[Given text]
---*---

Introduction
The ELK stack (Elasticsearch, Logstash, Kibana) is powerful for log aggregation and analysis, but requires proper tuning for production workloads. This guide covers Elasticsearch index lifecycle management, Logstash pipeline optimization, and performance best practices.
Elasticsearch Index Lifecycle Management (ILM)
Understanding ILM
ILM automates index management through lifecycle phases:
Phases:
- Hot - Actively writing and querying
- Warm - No longer writing, still querying
- Cold - Rarely queried, compressed
- Frozen - Very rarely queried, minimal resources
- Delete - Removed from cluster
Basic ILM Policy
Create policy:
PUT _ilm/policy/logs-policy
{
"policy": {
"phases": {
"hot": {
"min_age": "0ms",
"actions": {
"rollover": {
"max_age": "7d",
"max_primary_shard_size": "50gb"
},
"set_priority": {
"priority": 100
}
}
},
"warm": {
"min_age": "7d",
"actions": {
"shrink": {
"number_of_shards": 1
},
"forcemerge": {
"max_num_segments": 1
},
"set_priority": {
"priority": 50
}
}
},
"cold": {
"min_age": "30d",
"actions": {
"searchable_snapshot": {
"snapshot_repository": "backup-repo"
},
"set_priority": {
"priority": 0
}
}
},
"delete": {
"min_age": "90d",
"actions": {
"delete": {}
}
}
}
}
}
Production ILM Policy
High-volume logs:
PUT _ilm/policy/production-logs
{
"policy": {
"phases": {
"hot": {
"min_age": "0ms",
"actions": {
"rollover": {
"max_age": "1d",
"max_primary_shard_size": "30gb",
"max_docs": 10000000
},
"set_priority": {
"priority": 100
}
}
},
"warm": {
"min_age": "2d",
"actions": {
"readonly": {},
"allocate": {
"require": {
"data": "warm"
}
},
"shrink": {
"number_of_shards": 1
},
"forcemerge": {
"max_num_segments": 1
}
}
},
"cold": {
"min_age": "14d",
"actions": {
"allocate": {
"require": {
"data": "cold"

---*---

[Data block]
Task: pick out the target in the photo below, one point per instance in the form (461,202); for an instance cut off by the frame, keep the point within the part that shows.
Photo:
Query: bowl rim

---*---

[Given exercise]
Pick up the ELK stack tuning guide at the point where it ends and keep writing it. You won't need the data.

[Task output]
}
},
"freeze": {}
}
},
"delete": {
"min_age": "30d",
"actions": {
"delete": {}
}
}
}
}
}
Index Template with ILM
Create index template:
PUT _index_template/logs-template
{
"index_patterns": ["logs-*"],
"template": {
"settings": {
"number_of_shards": 3,
"number_of_replicas": 1,
"index.lifecycle.name": "production-logs",
"index.lifecycle.rollover_alias": "logs-write",
"codec": "best_compression"
},
"mappings": {
"properties": {
"@timestamp": {
"type": "date"
},
"level": {
"type": "keyword"
},
"message": {
"type": "text",
"fields": {
"keyword": {
"type": "keyword",
"ignore_above": 256
}
}
},
"service": {
"type": "keyword"
},
"environment": {
"type": "keyword"
}
}
}
}
}
Bootstrap first index:
PUT logs-000001
{
"aliases": {
"logs-write": {
"is_write_index": true
}
}
}
Node Roles for Hot-Warm-Cold
elasticsearch.yml (hot node):
node.roles: [master, data_hot, ingest]
node.attr.data: hot
elasticsearch.yml (warm node):
node.roles: [data_warm]
node.attr.data: warm
elasticsearch.yml (cold node):
node.roles: [data_cold]
node.attr.data: cold
Monitoring ILM
Check policy:
# Get policy
GET _ilm/policy/production-logs
# Check index lifecycle status
GET logs-*/_ilm/explain
# Check specific index
GET logs-2025.10.15/_ilm/explain
Common ILM issues:
# Index stuck in a phase
GET logs-*/_ilm/explain?filter_path=*.step,*.failed_step
# Retry failed step
POST logs-2025.10.15/_ilm/retry
Elasticsearch Performance Tuning
1. Shard Sizing
Guidelines:
- Shard size: 10-50 GB
- Max shards per node: 20 per GB of heap
- Avoid over-sharding
Calculate shards:
# Daily index calculation
daily_data_gb = 100 # GB per day
shard_size_gb = 30 # Target shard size
shards_needed = daily_data_gb / shard_size_gb
# Result: ~3 shards
replicas = 1 # One replica for HA
total_shards = shards_needed * (1 + replicas)
# Result: 6 shards total (3 primary + 3 replica)
Update shard count:
PUT _index_template/logs-template
{
"template": {
"settings": {
"number_of_shards": 3, // Calculated above
"number_of_replicas": 1
}
}
}
2. Memory and Heap
JVM heap sizing:
# elasticsearch.yml or jvm.options
# Set heap to 50% of RAM, max 32GB
# 64GB RAM server
-Xms30g
-Xmx30g
# 16GB RAM server
-Xms8g
-Xmx8g
Why not more than 32GB:
- Compressed object pointers disabled >32GB
- Less efficient memory usage
- Better to scale horizontally
Memory formula:
Total RAM = (JVM Heap × 2) + OS overhead
Example:
- JVM Heap: 30GB
- OS/Cache: 30GB + 4GB
- Total: 64GB RAM
3. Query Optimization
Use filters instead of queries:
// Slow (scored)
GET logs-*/_search
{
"query": {
"match": {
"level": "ERROR"
}
}
}
// Fast (filtered, cached)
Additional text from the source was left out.